→ Data entries:
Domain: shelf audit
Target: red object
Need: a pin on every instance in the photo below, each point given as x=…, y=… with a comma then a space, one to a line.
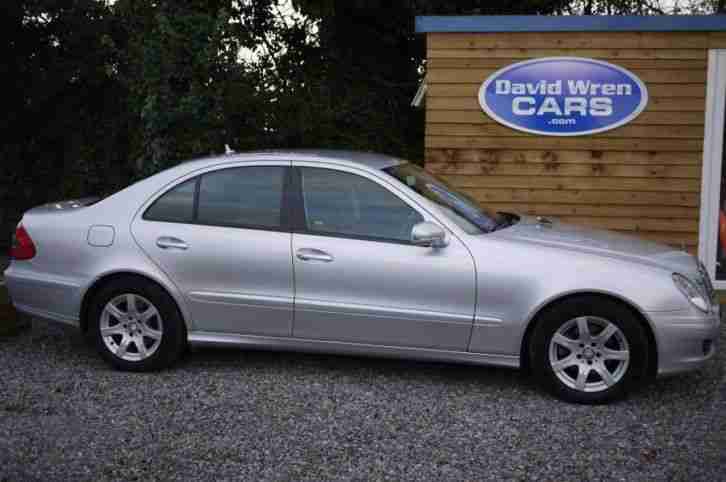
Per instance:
x=23, y=246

→ Exercise goal: Output all the entries exactly, minus any pictures.

→ Response to this exercise:
Domain: shelf audit
Target: red object
Need: a pin on every instance in the photo below, each point given as x=…, y=… with a comma then a space, one to a line.
Per instance:
x=23, y=246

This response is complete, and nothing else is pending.